(Image-grounded pointing data)
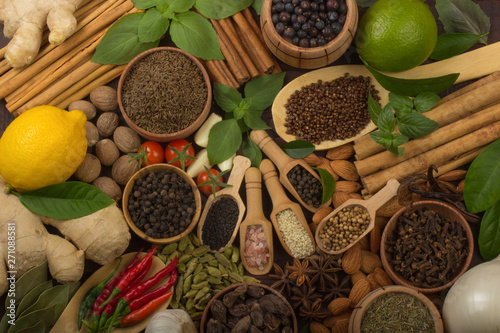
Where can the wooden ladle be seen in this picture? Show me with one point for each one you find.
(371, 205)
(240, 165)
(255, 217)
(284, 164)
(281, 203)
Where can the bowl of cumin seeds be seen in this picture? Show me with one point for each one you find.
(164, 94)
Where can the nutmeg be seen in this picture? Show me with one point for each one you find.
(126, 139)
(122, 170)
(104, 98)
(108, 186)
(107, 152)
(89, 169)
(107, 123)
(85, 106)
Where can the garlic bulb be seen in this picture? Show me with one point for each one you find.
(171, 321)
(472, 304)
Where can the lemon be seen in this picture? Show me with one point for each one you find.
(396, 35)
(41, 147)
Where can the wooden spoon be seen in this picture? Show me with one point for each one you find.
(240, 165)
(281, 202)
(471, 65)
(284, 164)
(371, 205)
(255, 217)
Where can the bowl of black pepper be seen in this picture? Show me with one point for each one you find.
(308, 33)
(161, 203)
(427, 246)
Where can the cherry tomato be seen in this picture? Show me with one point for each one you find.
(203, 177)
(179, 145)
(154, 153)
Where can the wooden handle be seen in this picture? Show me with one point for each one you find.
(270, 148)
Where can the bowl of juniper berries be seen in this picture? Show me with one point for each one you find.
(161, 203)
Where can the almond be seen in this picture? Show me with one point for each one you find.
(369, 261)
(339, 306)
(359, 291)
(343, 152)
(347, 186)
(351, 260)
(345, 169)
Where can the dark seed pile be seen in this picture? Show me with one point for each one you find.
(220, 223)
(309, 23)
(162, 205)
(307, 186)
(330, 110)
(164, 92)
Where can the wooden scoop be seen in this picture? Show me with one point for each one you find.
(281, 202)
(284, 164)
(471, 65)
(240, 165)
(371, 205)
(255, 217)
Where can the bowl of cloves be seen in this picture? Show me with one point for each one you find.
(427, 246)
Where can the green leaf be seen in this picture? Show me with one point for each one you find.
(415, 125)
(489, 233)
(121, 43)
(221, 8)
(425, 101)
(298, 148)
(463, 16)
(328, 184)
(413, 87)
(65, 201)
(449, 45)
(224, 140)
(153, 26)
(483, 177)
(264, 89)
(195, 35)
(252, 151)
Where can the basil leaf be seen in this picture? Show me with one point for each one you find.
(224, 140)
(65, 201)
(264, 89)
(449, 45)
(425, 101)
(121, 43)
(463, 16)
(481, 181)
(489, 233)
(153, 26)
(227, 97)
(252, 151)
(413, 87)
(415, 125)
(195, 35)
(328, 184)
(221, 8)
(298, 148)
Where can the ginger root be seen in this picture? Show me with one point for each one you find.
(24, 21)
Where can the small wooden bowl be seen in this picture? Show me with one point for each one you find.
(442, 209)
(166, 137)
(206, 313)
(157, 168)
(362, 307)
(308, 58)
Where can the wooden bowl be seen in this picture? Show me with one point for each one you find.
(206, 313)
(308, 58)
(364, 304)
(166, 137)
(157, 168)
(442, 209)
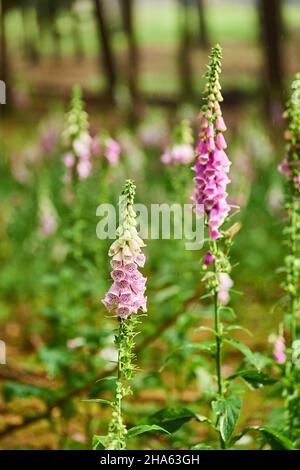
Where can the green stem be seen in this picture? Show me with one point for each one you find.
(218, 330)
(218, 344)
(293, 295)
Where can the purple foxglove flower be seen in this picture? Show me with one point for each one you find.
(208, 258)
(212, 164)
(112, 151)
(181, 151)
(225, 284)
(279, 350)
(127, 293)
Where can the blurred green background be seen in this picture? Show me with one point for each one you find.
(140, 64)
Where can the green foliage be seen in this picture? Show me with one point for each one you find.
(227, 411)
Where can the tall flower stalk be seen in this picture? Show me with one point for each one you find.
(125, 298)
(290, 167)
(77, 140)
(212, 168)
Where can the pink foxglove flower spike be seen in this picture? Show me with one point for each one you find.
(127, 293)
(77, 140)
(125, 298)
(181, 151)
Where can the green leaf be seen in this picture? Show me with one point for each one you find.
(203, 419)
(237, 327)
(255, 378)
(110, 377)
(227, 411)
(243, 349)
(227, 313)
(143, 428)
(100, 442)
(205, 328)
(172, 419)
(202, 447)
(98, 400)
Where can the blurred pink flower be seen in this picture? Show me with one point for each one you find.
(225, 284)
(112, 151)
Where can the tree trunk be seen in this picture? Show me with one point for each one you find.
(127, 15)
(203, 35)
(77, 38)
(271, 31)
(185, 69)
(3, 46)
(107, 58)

### [Work instruction]
Write out the records once more, word for word, though without the pictures they contain.

### [Output of the task]
Where can the wooden ladle be seen in this picture? Show me with one point for each one you find.
(371, 205)
(240, 165)
(255, 217)
(284, 164)
(281, 203)
Where can the bowl of cumin seeds be seen in this picture? Show me with one point for each one you find.
(164, 94)
Where can the nutmeg be seen in this picture? Show me with one point for each one you find.
(126, 139)
(122, 170)
(104, 98)
(108, 186)
(107, 152)
(89, 169)
(107, 123)
(85, 106)
Where can the garlic bulb be seen in this picture? Show me with one point for each one you find.
(171, 321)
(472, 304)
Where can the lemon be seen in this picture? Show me with one point for each one you find.
(396, 35)
(41, 147)
Where can the wooden spoon be seen in this picture? Show me with one point for each one you find.
(240, 165)
(281, 202)
(471, 65)
(284, 164)
(371, 205)
(255, 217)
Where can the bowl of black pepper be seen in this picture? Show me with one point for each one you find.
(308, 33)
(161, 203)
(427, 246)
Where can the cherry tomato be seen in this picture? Show me with one point for each one you find.
(203, 177)
(179, 145)
(154, 153)
Where can the wooden handle be seen in this picture? Show me with one point for each one you find.
(270, 148)
Where can the bowl of juniper berries be seen in this picture? Show me with one point for each one you find.
(161, 203)
Where can the almond be seen in this picture? Show me with one point for each one you find.
(369, 261)
(339, 306)
(359, 291)
(343, 152)
(347, 186)
(351, 260)
(345, 169)
Where can the dark seed pile be seen in this picture? Show me with one point for each one you find.
(220, 223)
(309, 23)
(162, 205)
(307, 186)
(330, 110)
(164, 92)
Where can the wooden scoop be seen in this picture? Show me with one point for each one you find.
(281, 202)
(284, 164)
(471, 65)
(240, 165)
(371, 205)
(255, 217)
Where can the bowl of cloves be seen in this picture? Show me with one point for each one you find.
(427, 246)
Where can the green leaf be seen in this picture? Show me with one point for each one you find.
(415, 125)
(489, 233)
(121, 43)
(221, 8)
(425, 101)
(298, 148)
(463, 16)
(328, 184)
(413, 87)
(65, 201)
(449, 45)
(224, 140)
(153, 26)
(483, 177)
(264, 89)
(195, 35)
(252, 151)
Where can the basil leaf be seen in this picture? Show me with one point for each one you find.
(224, 140)
(65, 201)
(264, 89)
(449, 45)
(425, 101)
(121, 43)
(463, 16)
(481, 181)
(489, 233)
(153, 26)
(227, 97)
(252, 151)
(413, 87)
(415, 125)
(195, 35)
(328, 184)
(221, 8)
(298, 148)
Where can the ginger root be seen in this picture? Show me with one point for each one you find.
(24, 21)
Where can the small wooden bowl be seen in this picture? Show me with one point for each one you find.
(442, 209)
(166, 137)
(206, 313)
(157, 168)
(362, 307)
(308, 58)
Where can the wooden bowl be seen in this picture? Show me with one point for each one you find.
(206, 313)
(308, 58)
(364, 304)
(166, 137)
(157, 168)
(442, 209)
Where can the green stem be seen in this picture? Show me with one point for each one you find.
(218, 330)
(218, 344)
(293, 295)
Where can the purple foxglove flower be seen in this picture? Show me with one point for each one you find.
(208, 258)
(212, 164)
(112, 151)
(181, 151)
(225, 284)
(279, 350)
(127, 293)
Where can the blurred green background be seen in this picture? Show me with one point for each one you find.
(140, 64)
Where can the green foliage be seen in this picture? Show me with one point for each one you find.
(227, 411)
Where can the tall flower stalk be seen in this picture? Show me with one point for each one you find.
(125, 298)
(290, 167)
(77, 140)
(212, 168)
Where can the pink foxglove flower spike be seen in this picture? Show me with one point for each one you find.
(127, 293)
(77, 140)
(125, 298)
(181, 151)
Where can the green leaf be seen in this picture? Show me with one point for each one you find.
(203, 419)
(237, 327)
(255, 378)
(110, 377)
(227, 411)
(243, 349)
(227, 313)
(143, 428)
(100, 442)
(205, 328)
(172, 419)
(202, 447)
(98, 400)
Where can the blurred pink flower be seen in this picture? Show me with one point for each one you find.
(225, 284)
(112, 151)
Where can the tree trunk be seen in this picture? Show me with one point for each one you find.
(127, 15)
(203, 35)
(77, 38)
(271, 31)
(185, 69)
(3, 46)
(107, 58)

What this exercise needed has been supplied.